Description of the task: Scan the records below and copy every line that contains the string "crowd".

*** Available records ***

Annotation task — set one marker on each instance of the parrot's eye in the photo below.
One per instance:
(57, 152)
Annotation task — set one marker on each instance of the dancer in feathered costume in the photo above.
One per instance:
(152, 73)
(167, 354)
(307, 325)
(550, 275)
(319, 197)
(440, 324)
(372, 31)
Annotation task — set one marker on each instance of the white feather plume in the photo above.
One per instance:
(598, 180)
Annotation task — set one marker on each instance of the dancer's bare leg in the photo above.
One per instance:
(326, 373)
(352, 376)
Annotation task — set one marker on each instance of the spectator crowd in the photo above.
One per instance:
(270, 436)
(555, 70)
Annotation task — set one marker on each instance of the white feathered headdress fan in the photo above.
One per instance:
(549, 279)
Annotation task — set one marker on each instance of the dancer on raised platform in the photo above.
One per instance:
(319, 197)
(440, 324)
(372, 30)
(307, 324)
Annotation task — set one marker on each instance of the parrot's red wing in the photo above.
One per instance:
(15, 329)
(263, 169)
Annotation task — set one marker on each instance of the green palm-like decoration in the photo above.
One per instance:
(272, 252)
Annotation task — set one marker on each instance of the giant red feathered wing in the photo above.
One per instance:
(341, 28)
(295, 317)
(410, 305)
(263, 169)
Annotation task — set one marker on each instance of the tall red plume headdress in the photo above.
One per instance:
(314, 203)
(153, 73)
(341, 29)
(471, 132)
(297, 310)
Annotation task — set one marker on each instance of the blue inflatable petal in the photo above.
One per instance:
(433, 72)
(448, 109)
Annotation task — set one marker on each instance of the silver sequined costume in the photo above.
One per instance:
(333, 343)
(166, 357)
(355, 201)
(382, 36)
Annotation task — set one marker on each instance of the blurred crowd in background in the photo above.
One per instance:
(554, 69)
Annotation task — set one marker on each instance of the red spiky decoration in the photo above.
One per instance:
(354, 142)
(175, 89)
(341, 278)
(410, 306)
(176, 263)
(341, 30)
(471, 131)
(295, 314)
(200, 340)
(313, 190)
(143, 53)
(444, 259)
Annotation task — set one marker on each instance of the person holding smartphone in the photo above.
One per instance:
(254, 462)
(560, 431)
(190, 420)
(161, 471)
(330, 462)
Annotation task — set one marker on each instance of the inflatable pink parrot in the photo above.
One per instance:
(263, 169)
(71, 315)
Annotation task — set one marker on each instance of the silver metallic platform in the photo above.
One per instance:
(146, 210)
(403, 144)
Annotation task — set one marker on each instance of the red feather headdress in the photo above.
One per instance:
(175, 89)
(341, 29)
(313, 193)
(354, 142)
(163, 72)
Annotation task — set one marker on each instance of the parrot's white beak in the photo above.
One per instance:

***

Expected output:
Annotation task — set one marker on each instance of the spectator crowd in the photo above.
Annotation task — set one marker on each instance of the blurred crowd in background in the photo above.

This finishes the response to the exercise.